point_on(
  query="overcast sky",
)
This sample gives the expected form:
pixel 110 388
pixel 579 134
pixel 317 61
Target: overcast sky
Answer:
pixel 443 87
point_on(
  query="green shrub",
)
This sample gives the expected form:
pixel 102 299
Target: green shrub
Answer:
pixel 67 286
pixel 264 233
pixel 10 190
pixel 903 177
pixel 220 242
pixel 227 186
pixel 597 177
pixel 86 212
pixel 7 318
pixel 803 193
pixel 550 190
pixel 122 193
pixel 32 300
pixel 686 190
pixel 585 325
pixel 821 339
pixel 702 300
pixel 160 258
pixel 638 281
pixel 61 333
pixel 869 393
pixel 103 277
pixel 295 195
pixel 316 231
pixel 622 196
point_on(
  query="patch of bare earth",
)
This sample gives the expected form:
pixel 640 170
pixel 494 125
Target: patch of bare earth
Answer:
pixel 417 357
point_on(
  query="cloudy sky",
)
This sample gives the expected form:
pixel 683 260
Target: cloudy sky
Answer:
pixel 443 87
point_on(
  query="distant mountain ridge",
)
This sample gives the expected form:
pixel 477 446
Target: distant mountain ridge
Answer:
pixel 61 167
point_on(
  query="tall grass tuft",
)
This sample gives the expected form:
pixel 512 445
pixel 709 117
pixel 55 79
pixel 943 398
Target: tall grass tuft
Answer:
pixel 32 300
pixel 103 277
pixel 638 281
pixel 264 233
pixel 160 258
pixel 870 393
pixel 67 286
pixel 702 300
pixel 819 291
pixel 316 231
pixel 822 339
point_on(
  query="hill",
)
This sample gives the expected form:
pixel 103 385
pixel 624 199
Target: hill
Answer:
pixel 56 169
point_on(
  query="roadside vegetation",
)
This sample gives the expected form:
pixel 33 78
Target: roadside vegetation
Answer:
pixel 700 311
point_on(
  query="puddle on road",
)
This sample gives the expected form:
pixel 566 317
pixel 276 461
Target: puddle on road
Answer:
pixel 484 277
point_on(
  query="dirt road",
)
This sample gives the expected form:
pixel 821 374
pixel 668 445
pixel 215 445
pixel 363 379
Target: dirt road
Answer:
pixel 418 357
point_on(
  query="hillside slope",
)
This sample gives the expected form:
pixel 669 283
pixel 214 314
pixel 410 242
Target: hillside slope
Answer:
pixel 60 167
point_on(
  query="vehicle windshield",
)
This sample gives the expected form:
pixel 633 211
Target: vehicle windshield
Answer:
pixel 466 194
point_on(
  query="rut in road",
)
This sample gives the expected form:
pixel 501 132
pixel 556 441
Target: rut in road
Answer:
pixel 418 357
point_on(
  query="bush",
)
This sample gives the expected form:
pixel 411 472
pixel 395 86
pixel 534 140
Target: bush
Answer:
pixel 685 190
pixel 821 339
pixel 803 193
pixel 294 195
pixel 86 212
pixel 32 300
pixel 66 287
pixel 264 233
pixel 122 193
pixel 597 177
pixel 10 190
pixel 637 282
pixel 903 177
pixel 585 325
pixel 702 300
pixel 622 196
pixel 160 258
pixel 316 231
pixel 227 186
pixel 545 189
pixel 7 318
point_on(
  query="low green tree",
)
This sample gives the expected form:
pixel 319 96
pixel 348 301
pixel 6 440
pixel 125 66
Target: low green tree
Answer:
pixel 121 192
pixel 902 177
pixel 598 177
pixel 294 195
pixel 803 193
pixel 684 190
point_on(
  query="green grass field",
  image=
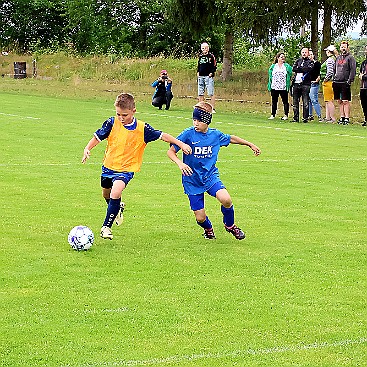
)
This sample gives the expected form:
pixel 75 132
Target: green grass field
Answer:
pixel 293 293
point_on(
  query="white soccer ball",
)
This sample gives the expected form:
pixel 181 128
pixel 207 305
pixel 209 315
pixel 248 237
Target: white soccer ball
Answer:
pixel 81 238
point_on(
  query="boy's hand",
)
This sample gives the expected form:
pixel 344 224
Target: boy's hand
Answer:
pixel 185 169
pixel 186 148
pixel 255 149
pixel 86 155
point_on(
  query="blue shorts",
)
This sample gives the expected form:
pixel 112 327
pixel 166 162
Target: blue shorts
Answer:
pixel 197 201
pixel 108 176
pixel 205 82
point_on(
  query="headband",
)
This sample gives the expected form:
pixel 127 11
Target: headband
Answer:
pixel 202 116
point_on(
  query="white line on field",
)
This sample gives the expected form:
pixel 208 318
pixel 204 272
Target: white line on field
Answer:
pixel 35 164
pixel 230 354
pixel 20 117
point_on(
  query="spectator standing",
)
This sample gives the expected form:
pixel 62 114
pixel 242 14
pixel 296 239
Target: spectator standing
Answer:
pixel 302 84
pixel 344 74
pixel 163 91
pixel 326 75
pixel 279 82
pixel 363 90
pixel 314 90
pixel 207 66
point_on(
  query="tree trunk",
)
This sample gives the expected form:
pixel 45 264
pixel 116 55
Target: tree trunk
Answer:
pixel 227 56
pixel 315 29
pixel 326 29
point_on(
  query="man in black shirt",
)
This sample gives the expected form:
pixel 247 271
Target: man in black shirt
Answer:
pixel 207 66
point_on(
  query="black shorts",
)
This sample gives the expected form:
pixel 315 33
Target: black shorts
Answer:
pixel 342 91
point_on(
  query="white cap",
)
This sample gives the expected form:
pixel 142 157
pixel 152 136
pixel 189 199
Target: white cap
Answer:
pixel 330 48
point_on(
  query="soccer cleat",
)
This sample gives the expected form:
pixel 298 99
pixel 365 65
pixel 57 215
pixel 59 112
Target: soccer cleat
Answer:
pixel 106 233
pixel 120 217
pixel 209 234
pixel 237 232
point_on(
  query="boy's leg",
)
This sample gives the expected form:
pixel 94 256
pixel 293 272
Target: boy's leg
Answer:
pixel 113 208
pixel 106 193
pixel 197 206
pixel 228 213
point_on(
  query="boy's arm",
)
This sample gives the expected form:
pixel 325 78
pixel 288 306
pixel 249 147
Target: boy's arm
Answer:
pixel 237 140
pixel 170 139
pixel 172 155
pixel 92 143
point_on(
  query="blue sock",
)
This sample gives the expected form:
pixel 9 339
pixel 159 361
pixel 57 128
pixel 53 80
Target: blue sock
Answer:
pixel 112 210
pixel 206 224
pixel 228 216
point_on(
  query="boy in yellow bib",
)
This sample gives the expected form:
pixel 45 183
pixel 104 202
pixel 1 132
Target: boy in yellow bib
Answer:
pixel 127 138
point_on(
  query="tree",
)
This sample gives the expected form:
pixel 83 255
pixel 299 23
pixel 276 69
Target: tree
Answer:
pixel 24 24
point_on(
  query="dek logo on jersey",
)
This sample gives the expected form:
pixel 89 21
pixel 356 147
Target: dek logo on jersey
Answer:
pixel 202 152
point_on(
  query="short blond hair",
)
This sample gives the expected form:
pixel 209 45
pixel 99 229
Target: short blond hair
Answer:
pixel 125 101
pixel 205 106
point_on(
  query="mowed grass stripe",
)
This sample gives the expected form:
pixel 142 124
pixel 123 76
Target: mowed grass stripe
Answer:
pixel 298 278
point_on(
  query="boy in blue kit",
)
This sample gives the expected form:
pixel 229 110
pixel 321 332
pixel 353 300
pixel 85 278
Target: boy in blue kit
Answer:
pixel 199 173
pixel 126 138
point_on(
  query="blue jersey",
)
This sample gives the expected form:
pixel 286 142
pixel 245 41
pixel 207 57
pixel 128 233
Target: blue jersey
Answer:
pixel 205 150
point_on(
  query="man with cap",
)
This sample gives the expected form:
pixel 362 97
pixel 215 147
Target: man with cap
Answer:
pixel 344 74
pixel 199 173
pixel 163 91
pixel 207 66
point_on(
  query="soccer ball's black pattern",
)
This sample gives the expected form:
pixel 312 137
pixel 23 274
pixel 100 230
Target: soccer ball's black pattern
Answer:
pixel 81 238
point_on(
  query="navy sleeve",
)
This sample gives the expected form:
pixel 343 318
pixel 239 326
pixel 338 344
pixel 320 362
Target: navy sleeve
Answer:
pixel 105 130
pixel 150 134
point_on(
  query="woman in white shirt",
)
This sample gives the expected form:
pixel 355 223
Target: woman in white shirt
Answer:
pixel 279 82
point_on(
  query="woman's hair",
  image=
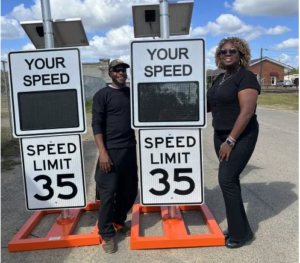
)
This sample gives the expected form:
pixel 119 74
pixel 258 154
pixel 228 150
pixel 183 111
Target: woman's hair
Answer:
pixel 241 45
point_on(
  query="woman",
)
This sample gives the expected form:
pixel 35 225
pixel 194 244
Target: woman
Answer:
pixel 232 100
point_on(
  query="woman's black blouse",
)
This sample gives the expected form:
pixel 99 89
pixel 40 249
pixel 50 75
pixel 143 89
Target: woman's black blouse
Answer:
pixel 223 99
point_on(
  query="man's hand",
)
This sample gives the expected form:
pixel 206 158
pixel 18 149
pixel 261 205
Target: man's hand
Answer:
pixel 225 151
pixel 104 161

Problem requirements: Please list every line in the records above that contains the word "mowed".

The response:
  query="mowed grass stripe",
Target: mowed grass stripe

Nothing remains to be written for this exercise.